München – Der Start: Alle eng aneinander stehend, es riecht nach Muskelöl, man erzählt sich Geschichten, wie mies die Vorbereitung war und was alles wehtut. Die letzten zehn Sekunden bis zum Schuss, der einen auf die Strecke schickt, zählt man runter. Alles Rituale. So beginnt eigentlich jeder Marathonlauf. Ein Pulk von Menschen setzt sich in Bewegung.
So war es, bis Covid-19 kam. Fast alle großen Laufveranstaltungen sind 2020 abgesagt worden, zuletzt erklärten Paris, Frankfurt und München, dass ihr Marathon in diesem Jahr nicht wird stattfinden können; lediglich London steht noch im Kalender, allerdings nicht mit einem Volks-, sondern einem reinen Eliterennen. „Die Laufszene wird sich ändern“, glaubt Gernot Weigl, seit zwei Jahrzehnten Organisator des Marathons in München. Seine Erwartung: „Es wird nicht mehr diese Massenstarts geben und nicht mehr diese hohen Gesamtteilnehmerzahlen.“ Es sei ja nicht so, dass am 1. Januar eine „neue Zeitepoche“ beginne und die Pandemie vorüber sei. Corona interessiert sich nicht für Silvester und Neujahr und hat auch keine guten Vorsätze.

· · · · · · ·

> [AUFGABENSTELLUNG] Übersetze den Satz „So beginnt eigentlich jeder Marathonlauf.“ aus dem Text über die abgesagten Marathonläufe ins Englische.

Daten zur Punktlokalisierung
· · · · · · ·

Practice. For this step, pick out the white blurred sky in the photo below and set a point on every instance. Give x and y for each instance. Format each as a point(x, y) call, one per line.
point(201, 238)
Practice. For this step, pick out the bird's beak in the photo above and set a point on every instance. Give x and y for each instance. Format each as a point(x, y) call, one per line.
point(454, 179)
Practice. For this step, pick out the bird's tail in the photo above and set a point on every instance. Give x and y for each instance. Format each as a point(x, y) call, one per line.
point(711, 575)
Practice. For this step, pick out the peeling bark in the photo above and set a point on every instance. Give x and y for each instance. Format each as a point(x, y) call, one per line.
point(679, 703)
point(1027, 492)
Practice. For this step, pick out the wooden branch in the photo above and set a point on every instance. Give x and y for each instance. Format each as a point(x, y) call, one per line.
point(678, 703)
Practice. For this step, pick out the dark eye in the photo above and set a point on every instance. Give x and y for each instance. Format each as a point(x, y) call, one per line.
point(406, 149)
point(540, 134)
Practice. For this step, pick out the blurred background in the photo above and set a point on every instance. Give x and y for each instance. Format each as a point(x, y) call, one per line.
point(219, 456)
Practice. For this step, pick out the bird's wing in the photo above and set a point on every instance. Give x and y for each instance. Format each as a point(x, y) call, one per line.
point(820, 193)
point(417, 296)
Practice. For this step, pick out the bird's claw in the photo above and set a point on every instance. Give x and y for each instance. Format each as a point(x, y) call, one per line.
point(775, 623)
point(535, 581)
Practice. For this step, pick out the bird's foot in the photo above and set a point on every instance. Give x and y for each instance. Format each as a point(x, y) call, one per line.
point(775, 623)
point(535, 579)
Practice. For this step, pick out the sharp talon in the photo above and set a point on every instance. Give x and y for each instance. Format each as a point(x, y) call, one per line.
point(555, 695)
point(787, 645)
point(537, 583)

· · · · · · ·

> [LÖSUNG] This is actually how every marathon begins.